● Work required
Starting at the line containing "Where can the sky" and ending at the end of the records, write out only those lines again, requests included, and shift each answer point by adding 121 to both of its coordinates. Leave the sample coordinates inside the requests unchanged.

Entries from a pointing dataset
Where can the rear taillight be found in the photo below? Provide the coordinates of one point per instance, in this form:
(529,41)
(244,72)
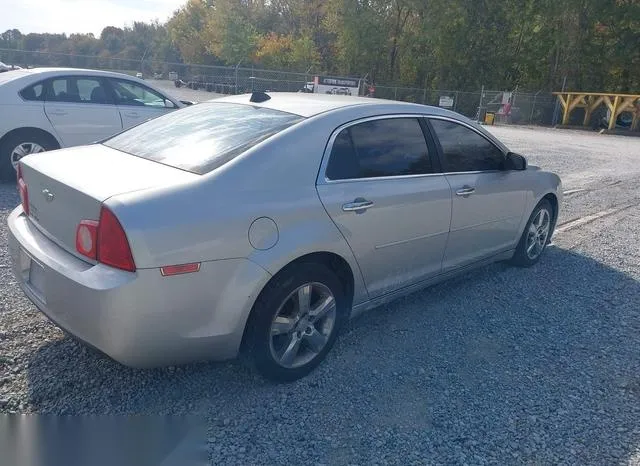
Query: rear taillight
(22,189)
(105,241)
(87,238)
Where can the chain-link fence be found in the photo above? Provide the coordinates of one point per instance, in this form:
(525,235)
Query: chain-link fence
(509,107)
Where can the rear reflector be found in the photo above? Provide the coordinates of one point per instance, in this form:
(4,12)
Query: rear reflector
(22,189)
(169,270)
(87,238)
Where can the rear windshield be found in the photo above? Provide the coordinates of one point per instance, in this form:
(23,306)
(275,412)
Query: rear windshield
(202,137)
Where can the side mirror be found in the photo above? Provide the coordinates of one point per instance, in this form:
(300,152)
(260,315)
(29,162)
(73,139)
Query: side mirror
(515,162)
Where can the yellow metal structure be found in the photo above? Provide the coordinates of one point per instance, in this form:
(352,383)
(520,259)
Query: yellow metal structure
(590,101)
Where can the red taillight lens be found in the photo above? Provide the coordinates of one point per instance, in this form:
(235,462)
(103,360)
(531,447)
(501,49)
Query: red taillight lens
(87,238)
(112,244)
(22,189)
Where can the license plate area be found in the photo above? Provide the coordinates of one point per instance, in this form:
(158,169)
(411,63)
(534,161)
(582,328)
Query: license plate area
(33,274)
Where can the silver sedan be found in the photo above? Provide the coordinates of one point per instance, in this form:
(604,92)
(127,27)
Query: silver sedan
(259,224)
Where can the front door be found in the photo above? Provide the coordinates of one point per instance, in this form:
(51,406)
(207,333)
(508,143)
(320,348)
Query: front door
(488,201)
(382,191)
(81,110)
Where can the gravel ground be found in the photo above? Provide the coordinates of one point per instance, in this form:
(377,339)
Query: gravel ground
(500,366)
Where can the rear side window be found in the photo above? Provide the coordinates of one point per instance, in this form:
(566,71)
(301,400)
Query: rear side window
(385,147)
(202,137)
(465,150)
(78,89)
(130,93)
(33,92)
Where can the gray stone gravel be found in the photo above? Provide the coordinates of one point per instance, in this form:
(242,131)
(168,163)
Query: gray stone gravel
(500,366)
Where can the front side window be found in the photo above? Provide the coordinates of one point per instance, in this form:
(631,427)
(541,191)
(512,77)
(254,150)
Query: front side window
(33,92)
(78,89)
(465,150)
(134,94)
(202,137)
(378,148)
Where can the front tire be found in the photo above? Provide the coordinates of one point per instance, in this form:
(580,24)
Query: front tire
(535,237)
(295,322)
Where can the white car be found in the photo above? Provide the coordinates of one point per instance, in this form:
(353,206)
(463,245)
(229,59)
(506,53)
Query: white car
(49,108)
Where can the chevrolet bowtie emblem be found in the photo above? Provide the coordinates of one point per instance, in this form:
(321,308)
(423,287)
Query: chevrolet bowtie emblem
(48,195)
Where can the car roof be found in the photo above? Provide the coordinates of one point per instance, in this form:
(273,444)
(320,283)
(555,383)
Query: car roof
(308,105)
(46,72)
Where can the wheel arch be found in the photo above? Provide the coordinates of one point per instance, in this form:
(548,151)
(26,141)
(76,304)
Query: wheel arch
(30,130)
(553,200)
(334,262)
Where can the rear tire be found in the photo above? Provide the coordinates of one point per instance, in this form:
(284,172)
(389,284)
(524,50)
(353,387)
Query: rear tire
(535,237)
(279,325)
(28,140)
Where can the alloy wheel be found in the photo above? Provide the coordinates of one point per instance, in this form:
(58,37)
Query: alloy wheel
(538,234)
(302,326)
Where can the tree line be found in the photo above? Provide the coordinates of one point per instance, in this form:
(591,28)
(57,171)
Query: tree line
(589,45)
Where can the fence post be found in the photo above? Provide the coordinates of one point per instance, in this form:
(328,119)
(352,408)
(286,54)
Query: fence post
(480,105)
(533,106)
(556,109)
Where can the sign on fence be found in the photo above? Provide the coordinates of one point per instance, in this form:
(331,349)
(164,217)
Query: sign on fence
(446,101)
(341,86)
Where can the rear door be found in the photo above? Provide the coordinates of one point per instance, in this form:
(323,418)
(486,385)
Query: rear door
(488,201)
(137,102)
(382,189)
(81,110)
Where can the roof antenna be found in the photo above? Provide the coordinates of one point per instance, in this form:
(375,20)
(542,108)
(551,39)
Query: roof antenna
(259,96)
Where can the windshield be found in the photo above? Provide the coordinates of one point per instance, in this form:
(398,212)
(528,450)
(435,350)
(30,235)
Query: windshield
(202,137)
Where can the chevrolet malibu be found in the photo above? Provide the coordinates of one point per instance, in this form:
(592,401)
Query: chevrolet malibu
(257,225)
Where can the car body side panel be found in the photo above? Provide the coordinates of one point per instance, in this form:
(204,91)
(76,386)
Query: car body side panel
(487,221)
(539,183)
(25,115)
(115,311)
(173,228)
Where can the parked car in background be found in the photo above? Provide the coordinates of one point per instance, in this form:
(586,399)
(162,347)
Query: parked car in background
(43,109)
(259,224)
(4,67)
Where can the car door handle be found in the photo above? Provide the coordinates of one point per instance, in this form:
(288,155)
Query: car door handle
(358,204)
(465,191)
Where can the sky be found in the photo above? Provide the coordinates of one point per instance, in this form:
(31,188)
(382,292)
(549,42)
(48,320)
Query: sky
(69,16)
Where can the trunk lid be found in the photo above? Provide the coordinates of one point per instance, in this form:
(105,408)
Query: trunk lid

● The answer
Where can the sky be found in the photo above? Provide the coordinates of one point per instance, in this form:
(31,188)
(382,292)
(549,42)
(48,320)
Query: sky
(190,137)
Where can the trunk lid be found in the photo above? Provide the coordinates of one point per instance, in this form:
(105,408)
Query: trunk lid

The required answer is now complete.